> [REQUIREMENTS]: Rewrite the data from the line with "Quick check — is the bird's" up to and including the line with "311, 212, 442, 343", shifting each bounding box coordinate up by 108. Keep all other text in those lines and leave every other number as it is.

------ DATASET EXCERPTS

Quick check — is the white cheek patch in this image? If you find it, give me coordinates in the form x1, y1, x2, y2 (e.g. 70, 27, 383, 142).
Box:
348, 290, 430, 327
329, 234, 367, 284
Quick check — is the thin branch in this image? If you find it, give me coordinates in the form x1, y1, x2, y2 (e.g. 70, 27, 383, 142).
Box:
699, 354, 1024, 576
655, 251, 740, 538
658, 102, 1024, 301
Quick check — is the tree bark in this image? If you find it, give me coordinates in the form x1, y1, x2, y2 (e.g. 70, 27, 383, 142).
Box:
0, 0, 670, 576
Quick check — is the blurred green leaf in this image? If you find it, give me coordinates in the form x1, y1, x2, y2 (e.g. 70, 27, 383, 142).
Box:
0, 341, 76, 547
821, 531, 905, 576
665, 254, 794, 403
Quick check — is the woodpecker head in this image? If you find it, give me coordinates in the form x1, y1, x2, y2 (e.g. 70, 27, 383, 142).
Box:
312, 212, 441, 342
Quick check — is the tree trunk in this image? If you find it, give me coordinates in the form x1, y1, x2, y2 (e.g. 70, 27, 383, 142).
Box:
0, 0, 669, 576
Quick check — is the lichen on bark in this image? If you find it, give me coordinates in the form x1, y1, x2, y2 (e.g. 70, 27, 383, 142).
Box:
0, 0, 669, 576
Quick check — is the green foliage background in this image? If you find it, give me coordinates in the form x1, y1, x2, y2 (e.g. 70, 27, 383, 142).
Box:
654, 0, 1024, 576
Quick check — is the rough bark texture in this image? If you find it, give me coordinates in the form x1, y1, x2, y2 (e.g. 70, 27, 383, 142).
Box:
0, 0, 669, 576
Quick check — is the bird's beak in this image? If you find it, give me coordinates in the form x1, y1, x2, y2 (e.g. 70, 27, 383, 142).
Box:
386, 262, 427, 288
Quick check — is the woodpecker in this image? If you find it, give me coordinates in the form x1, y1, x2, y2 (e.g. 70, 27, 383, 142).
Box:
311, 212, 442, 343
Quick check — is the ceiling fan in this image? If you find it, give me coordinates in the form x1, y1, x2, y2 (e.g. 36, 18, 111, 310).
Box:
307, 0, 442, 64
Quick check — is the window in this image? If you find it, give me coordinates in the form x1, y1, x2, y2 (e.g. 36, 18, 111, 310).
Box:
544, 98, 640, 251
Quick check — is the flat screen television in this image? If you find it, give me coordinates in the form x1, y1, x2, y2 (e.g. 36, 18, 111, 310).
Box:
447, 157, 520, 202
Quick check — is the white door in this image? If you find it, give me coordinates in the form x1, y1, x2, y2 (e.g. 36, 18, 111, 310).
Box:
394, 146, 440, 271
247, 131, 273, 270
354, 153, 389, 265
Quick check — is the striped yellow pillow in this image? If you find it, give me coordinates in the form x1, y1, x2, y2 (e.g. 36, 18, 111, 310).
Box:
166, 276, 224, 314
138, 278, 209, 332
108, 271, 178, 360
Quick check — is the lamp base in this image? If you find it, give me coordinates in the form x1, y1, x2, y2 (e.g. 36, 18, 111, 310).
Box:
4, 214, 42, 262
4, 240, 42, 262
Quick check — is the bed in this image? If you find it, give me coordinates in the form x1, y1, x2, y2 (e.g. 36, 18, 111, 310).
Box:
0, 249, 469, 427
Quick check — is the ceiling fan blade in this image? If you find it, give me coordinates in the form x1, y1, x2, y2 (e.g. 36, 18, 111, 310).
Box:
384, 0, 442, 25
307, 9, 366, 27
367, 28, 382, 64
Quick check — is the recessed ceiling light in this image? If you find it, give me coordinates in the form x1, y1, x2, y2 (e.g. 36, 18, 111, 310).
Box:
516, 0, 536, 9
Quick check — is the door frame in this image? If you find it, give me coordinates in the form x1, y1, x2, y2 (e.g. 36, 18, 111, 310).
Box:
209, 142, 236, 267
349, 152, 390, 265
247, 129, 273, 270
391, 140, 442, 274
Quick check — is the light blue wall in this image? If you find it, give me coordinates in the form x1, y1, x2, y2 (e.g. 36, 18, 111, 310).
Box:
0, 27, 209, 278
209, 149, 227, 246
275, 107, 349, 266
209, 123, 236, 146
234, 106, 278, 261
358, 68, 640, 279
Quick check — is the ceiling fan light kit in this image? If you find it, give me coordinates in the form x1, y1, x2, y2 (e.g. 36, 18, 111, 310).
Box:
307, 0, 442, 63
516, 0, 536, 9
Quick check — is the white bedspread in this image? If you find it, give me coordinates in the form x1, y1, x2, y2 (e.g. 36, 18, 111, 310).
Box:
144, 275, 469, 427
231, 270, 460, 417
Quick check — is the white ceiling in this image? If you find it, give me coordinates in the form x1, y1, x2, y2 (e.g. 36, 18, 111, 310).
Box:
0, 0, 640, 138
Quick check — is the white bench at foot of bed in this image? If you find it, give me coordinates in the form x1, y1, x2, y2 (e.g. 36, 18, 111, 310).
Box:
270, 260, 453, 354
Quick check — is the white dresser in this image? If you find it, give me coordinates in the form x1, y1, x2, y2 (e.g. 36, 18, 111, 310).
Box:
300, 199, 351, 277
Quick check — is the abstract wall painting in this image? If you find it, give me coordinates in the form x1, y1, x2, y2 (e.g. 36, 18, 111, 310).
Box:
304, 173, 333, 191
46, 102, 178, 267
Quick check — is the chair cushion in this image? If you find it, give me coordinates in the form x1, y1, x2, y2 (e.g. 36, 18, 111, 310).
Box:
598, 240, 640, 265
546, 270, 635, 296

------------

> [SOLUTION FOR THIS PROBLEM]:
Quick check — is the bird's beak in this image? If you find it, give me coordinates in the form x1, y1, x2, y2 (e.g. 70, 27, 383, 142).
Box:
494, 370, 535, 396
Quick check — is the woodpecker in this image? If you find it, give me coordinates in the form x1, y1, x2, y2 (e.g. 70, 27, 383, 142).
Box:
419, 320, 550, 451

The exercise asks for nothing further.